### Your objective:
What is needed here is an exact copy of all the data.

### Input:
———
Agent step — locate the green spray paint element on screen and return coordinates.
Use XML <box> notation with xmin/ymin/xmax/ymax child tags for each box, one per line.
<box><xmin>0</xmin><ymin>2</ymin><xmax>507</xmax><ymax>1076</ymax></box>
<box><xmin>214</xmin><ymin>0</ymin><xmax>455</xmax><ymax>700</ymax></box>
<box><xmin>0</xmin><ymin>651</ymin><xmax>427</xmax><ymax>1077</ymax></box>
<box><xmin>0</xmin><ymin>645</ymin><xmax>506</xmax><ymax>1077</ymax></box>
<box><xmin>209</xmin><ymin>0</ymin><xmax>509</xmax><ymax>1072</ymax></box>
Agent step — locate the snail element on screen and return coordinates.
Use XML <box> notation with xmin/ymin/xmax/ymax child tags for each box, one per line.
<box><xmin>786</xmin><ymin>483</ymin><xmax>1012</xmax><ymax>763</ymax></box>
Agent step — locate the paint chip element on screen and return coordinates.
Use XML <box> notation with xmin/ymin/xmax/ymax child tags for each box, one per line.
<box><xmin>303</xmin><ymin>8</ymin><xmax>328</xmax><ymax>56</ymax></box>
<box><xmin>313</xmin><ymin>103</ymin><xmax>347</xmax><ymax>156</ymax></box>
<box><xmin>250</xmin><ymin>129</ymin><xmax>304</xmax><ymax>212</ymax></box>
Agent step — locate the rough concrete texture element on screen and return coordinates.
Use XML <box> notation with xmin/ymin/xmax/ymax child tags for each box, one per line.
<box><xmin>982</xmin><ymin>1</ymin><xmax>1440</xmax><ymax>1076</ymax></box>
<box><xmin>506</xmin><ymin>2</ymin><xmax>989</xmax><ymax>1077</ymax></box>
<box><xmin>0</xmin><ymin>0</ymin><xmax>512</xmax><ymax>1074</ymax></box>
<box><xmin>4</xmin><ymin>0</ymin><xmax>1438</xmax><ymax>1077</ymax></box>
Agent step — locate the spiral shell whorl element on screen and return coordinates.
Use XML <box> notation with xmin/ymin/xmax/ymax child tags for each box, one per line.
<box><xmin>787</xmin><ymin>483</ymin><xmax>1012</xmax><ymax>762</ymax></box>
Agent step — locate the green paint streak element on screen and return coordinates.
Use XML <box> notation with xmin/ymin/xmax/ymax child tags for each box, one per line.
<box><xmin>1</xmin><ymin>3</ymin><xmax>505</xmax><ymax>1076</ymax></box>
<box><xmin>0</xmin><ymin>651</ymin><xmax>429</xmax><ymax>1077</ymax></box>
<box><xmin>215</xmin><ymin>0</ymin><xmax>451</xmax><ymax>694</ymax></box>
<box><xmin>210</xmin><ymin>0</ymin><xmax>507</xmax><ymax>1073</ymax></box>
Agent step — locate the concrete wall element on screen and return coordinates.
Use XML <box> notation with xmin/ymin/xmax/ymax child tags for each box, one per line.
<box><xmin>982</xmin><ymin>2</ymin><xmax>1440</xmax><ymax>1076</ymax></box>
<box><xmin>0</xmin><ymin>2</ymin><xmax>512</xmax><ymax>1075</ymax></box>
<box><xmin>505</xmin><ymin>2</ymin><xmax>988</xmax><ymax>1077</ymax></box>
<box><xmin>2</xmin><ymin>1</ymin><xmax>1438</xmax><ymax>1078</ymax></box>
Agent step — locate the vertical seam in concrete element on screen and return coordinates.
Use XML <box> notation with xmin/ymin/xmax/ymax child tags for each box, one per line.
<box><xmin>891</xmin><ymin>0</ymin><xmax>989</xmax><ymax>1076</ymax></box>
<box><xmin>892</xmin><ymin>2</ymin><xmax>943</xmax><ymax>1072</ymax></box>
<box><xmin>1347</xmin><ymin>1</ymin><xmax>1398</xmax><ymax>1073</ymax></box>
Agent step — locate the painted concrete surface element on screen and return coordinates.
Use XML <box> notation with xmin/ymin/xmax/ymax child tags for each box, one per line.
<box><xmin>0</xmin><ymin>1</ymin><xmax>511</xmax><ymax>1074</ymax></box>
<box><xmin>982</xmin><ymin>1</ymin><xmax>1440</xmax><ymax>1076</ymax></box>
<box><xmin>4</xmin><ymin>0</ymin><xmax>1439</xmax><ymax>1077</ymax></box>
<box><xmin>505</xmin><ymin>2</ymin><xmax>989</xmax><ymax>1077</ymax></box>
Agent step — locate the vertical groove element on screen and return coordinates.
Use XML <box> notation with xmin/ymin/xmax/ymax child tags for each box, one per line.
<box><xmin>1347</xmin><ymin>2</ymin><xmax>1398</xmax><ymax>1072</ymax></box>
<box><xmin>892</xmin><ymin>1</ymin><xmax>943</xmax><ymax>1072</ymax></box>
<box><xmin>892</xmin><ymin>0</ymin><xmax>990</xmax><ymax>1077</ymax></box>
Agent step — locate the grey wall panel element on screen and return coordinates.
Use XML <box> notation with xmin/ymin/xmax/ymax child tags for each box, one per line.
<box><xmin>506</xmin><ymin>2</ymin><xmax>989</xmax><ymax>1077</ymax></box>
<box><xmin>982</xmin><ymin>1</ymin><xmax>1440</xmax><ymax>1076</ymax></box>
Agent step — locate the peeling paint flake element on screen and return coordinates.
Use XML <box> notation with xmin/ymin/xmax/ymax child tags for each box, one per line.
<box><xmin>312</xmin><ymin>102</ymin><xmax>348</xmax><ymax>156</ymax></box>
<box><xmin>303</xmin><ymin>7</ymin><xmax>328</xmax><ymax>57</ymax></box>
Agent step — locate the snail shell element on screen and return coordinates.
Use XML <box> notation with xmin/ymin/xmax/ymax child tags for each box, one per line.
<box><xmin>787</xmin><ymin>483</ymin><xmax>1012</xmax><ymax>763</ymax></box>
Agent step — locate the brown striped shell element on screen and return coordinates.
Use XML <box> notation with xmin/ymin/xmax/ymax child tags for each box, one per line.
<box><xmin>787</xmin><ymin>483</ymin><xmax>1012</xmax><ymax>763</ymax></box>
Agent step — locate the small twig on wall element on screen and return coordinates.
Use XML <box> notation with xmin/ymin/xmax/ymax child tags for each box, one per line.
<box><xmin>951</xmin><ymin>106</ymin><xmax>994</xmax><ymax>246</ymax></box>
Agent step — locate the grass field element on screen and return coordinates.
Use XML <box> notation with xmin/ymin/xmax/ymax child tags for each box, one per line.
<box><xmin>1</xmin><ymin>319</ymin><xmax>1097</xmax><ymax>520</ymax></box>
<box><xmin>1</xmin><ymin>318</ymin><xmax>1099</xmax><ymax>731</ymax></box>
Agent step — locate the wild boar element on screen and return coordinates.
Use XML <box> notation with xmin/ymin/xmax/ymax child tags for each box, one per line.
———
### Answer to the exercise:
Agent step — locate the green spray paint element on screen and return coordinates.
Use XML <box> notation with xmin/ymin/xmax/ymax child tags for each box, one per line.
<box><xmin>0</xmin><ymin>2</ymin><xmax>507</xmax><ymax>1076</ymax></box>
<box><xmin>214</xmin><ymin>0</ymin><xmax>455</xmax><ymax>700</ymax></box>
<box><xmin>0</xmin><ymin>651</ymin><xmax>427</xmax><ymax>1077</ymax></box>
<box><xmin>0</xmin><ymin>645</ymin><xmax>506</xmax><ymax>1077</ymax></box>
<box><xmin>209</xmin><ymin>0</ymin><xmax>509</xmax><ymax>1072</ymax></box>
Agent step — locate the snail element on screen and return coordinates.
Use XML <box> notation with xmin/ymin/xmax/ymax child tags for each box, one per line.
<box><xmin>786</xmin><ymin>483</ymin><xmax>1012</xmax><ymax>763</ymax></box>
Agent step — locate the paint chip element on screen and return coordinates.
Use XML <box> notation with xmin/ymin/xmax/ymax child tags for each box, one per line.
<box><xmin>303</xmin><ymin>8</ymin><xmax>328</xmax><ymax>56</ymax></box>
<box><xmin>313</xmin><ymin>103</ymin><xmax>347</xmax><ymax>156</ymax></box>
<box><xmin>250</xmin><ymin>129</ymin><xmax>304</xmax><ymax>212</ymax></box>
Agent step — locate the rough concrete texture element on screen and return coordinates.
Use XML <box> notation with xmin/ymin/xmax/ymax child tags for each box, one per line.
<box><xmin>982</xmin><ymin>1</ymin><xmax>1440</xmax><ymax>1076</ymax></box>
<box><xmin>506</xmin><ymin>2</ymin><xmax>989</xmax><ymax>1077</ymax></box>
<box><xmin>0</xmin><ymin>0</ymin><xmax>512</xmax><ymax>1074</ymax></box>
<box><xmin>4</xmin><ymin>0</ymin><xmax>1438</xmax><ymax>1077</ymax></box>
Agent step — locate the spiral shell whorl element on screen and return coordinates.
Use XML <box> notation with xmin/ymin/xmax/ymax child tags for each box, one per line.
<box><xmin>787</xmin><ymin>483</ymin><xmax>1012</xmax><ymax>762</ymax></box>
Agent step — locate the green paint streak element on screen and return coordinates.
Use XML <box> notation with xmin/ymin/xmax/ymax child tags for each box, one per line.
<box><xmin>1</xmin><ymin>3</ymin><xmax>505</xmax><ymax>1076</ymax></box>
<box><xmin>0</xmin><ymin>651</ymin><xmax>429</xmax><ymax>1077</ymax></box>
<box><xmin>215</xmin><ymin>0</ymin><xmax>451</xmax><ymax>694</ymax></box>
<box><xmin>210</xmin><ymin>0</ymin><xmax>507</xmax><ymax>1073</ymax></box>
Agent step — locate the concrete wall element on screen and return coordinates.
Use XML <box> notation with xmin/ymin/xmax/ymax child tags for each box, one per line.
<box><xmin>982</xmin><ymin>2</ymin><xmax>1440</xmax><ymax>1076</ymax></box>
<box><xmin>0</xmin><ymin>2</ymin><xmax>512</xmax><ymax>1075</ymax></box>
<box><xmin>505</xmin><ymin>2</ymin><xmax>988</xmax><ymax>1077</ymax></box>
<box><xmin>2</xmin><ymin>1</ymin><xmax>1438</xmax><ymax>1078</ymax></box>
Agent step — locate the vertical seam in concrete element on screen and return coordinates.
Use XML <box> notation with xmin/ymin/xmax/ymax child tags for each box, one per line.
<box><xmin>891</xmin><ymin>0</ymin><xmax>989</xmax><ymax>1076</ymax></box>
<box><xmin>892</xmin><ymin>2</ymin><xmax>943</xmax><ymax>1072</ymax></box>
<box><xmin>1347</xmin><ymin>1</ymin><xmax>1398</xmax><ymax>1073</ymax></box>
Agent step — locate the painted concrete surface element on screen and return coordinates.
Use XML <box> notation with xmin/ymin/xmax/ymax child tags for each box, one per line.
<box><xmin>0</xmin><ymin>1</ymin><xmax>511</xmax><ymax>1074</ymax></box>
<box><xmin>982</xmin><ymin>1</ymin><xmax>1440</xmax><ymax>1076</ymax></box>
<box><xmin>4</xmin><ymin>0</ymin><xmax>1439</xmax><ymax>1077</ymax></box>
<box><xmin>505</xmin><ymin>2</ymin><xmax>989</xmax><ymax>1077</ymax></box>
Agent step — locate the vertical groove element on screen and return coordinates.
Use XML <box> notation with xmin/ymin/xmax/ymax child tags for each box, one per line.
<box><xmin>1347</xmin><ymin>2</ymin><xmax>1398</xmax><ymax>1072</ymax></box>
<box><xmin>892</xmin><ymin>1</ymin><xmax>943</xmax><ymax>1072</ymax></box>
<box><xmin>892</xmin><ymin>0</ymin><xmax>990</xmax><ymax>1077</ymax></box>
Agent step — locate the grey wall panel element on screen and return coordinates.
Use XML <box> notation with xmin/ymin/xmax/ymax child tags for each box, one per line.
<box><xmin>506</xmin><ymin>2</ymin><xmax>989</xmax><ymax>1077</ymax></box>
<box><xmin>982</xmin><ymin>1</ymin><xmax>1440</xmax><ymax>1076</ymax></box>
Agent step — locate the peeling paint flake element on screen and return coordinates.
Use XML <box> notation with xmin/ymin/xmax/ymax child tags for each box, one per line.
<box><xmin>312</xmin><ymin>102</ymin><xmax>348</xmax><ymax>156</ymax></box>
<box><xmin>303</xmin><ymin>7</ymin><xmax>328</xmax><ymax>57</ymax></box>
Agent step — locate the snail shell element on screen and return coordinates.
Use XML <box> notation with xmin/ymin/xmax/ymax child tags for each box, one per line.
<box><xmin>787</xmin><ymin>483</ymin><xmax>1012</xmax><ymax>763</ymax></box>
Agent step — locate the brown striped shell element on screen and return coordinates.
Use XML <box> notation with xmin/ymin/xmax/ymax child tags for each box, one per line.
<box><xmin>787</xmin><ymin>483</ymin><xmax>1012</xmax><ymax>763</ymax></box>
Agent step — locate the small twig on wall element on screen and return coordinates.
Use XML <box> notation with xmin/ymin/xmax/ymax child tags for each box, one per line.
<box><xmin>951</xmin><ymin>106</ymin><xmax>994</xmax><ymax>246</ymax></box>
Agent step — locate the grass field element on screen and return coordinates.
Use XML <box> notation with xmin/ymin/xmax/ymax child tags for each box, one per line.
<box><xmin>1</xmin><ymin>319</ymin><xmax>1097</xmax><ymax>520</ymax></box>
<box><xmin>1</xmin><ymin>318</ymin><xmax>1099</xmax><ymax>731</ymax></box>
Agent step — locate the wild boar element on screen and return coordinates.
Use XML <box> notation with xmin/ymin/xmax/ymax child tags for each box, one per line.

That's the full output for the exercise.